◆ PASSAGE PROPOSÉ ◆
ESPÈCES D’ESPACES
Article
publié dans la Lettre n° 380
du
23 mars 2015
ESPÈCES D’ESPACES de Georges Pérec.
Mise en scène Anne-Marie Lazarini avec Stéphanie Lanier, Michel
Quimet, Andréa Retz-Rouyet.
Partir du centre pour aller en expansion infinie vers l’ailleurs
de soi, le monde, l’espace. Comme un puzzle vital dont on ne connaîtra
jamais le dessin global, mais dont on fouaille du regard chaque
petit détail, même le plus insignifiant. Tel a été tout au long
de son œuvre le fil rouge de Georges Pérec. Et ce qui pourrait tourner
à l’inventaire fastidieux devient une mosaïque pleine d’inventivité,
d’humour, de poésie, qui nous convie à un voyage dans l’imaginaire,
en résonance avec la réalité de chacun.
Comment alors rendre scéniquement cette amplification tant visuelle
qu’imaginative, qui s’ancre tout à la fois dans le réalisme le plus
tangible et l’emboîtement sans relâche des objets du quotidien et
des significations métaphoriques à leur prêter ? Trois acteurs s’y
emploient avec une joyeuse réussite, autour d’un lit à roulettes,
de maquettes de façades d’immeubles qui dévoilent les intérieurs
empilés, de barrières douanières, d’escarpolettes qui s’impriment
du mouvement de la mémoire dans l’univers déployé. L’écran de fond
de scène et les jeux de lumière et de projections au sol matérialisent
les évocations tout en leur conservant leur impalpabilité volatile.
On se laisse emporter dans cette traversée de fourmis curieuses,
dans l’éveil progressif des alentours de soi.

◆ EXTRAIT DE DONNÉES ◆
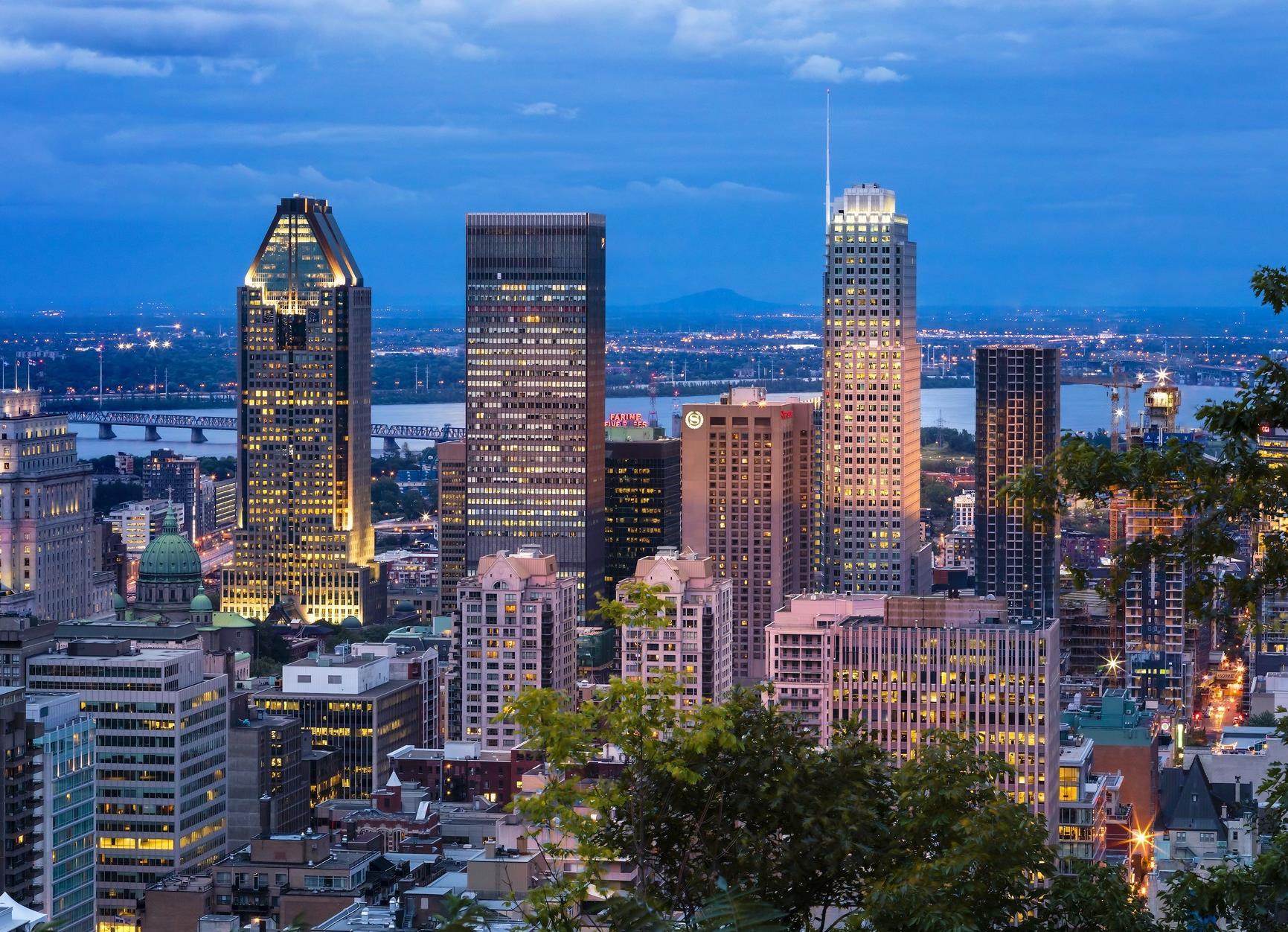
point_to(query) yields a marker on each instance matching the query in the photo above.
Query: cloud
(703, 31)
(548, 109)
(24, 56)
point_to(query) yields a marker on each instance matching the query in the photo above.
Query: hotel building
(696, 641)
(909, 666)
(304, 427)
(871, 441)
(747, 482)
(518, 632)
(535, 389)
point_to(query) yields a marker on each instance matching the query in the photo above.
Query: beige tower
(871, 436)
(747, 480)
(304, 427)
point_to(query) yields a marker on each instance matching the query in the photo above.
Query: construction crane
(1120, 398)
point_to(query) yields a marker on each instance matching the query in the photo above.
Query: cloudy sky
(1048, 153)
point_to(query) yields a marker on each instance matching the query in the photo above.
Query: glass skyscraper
(871, 419)
(304, 427)
(535, 389)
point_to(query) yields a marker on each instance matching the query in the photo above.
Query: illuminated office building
(451, 523)
(909, 666)
(871, 442)
(1016, 427)
(535, 389)
(304, 427)
(161, 744)
(47, 537)
(747, 481)
(641, 498)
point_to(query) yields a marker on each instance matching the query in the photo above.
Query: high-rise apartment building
(871, 442)
(1016, 427)
(452, 566)
(63, 736)
(909, 666)
(170, 477)
(518, 632)
(47, 537)
(747, 468)
(641, 498)
(696, 642)
(161, 747)
(535, 389)
(304, 426)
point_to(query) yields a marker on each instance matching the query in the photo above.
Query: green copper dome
(201, 601)
(170, 556)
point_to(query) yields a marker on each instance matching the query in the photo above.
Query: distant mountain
(702, 310)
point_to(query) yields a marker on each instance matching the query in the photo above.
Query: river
(1082, 408)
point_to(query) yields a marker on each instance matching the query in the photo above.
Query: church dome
(170, 556)
(201, 601)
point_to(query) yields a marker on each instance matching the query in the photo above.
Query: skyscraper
(747, 481)
(1016, 427)
(535, 389)
(641, 498)
(871, 442)
(304, 426)
(451, 523)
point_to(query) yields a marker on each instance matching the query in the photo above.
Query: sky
(1048, 153)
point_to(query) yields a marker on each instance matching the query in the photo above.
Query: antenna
(827, 162)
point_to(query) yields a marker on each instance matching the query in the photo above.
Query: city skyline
(121, 116)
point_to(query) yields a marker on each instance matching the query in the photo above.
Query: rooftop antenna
(827, 163)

◆ OBJECTIF ◆
Citez fidèlement l'article consacré à Espèces d'espaces, depuis les mots « Partir du centre » jusqu'aux mots « réalité de chacun. » inclus.

◆ RÉPONSE PROPOSÉE ◆
Partir du centre pour aller en expansion infinie vers l’ailleurs
de soi, le monde, l’espace. Comme un puzzle vital dont on ne connaîtra
jamais le dessin global, mais dont on fouaille du regard chaque
petit détail, même le plus insignifiant. Tel a été tout au long
de son œuvre le fil rouge de Georges Pérec. Et ce qui pourrait tourner
à l’inventaire fastidieux devient une mosaïque pleine d’inventivité,
d’humour, de poésie, qui nous convie à un voyage dans l’imaginaire,
en résonance avec la réalité de chacun.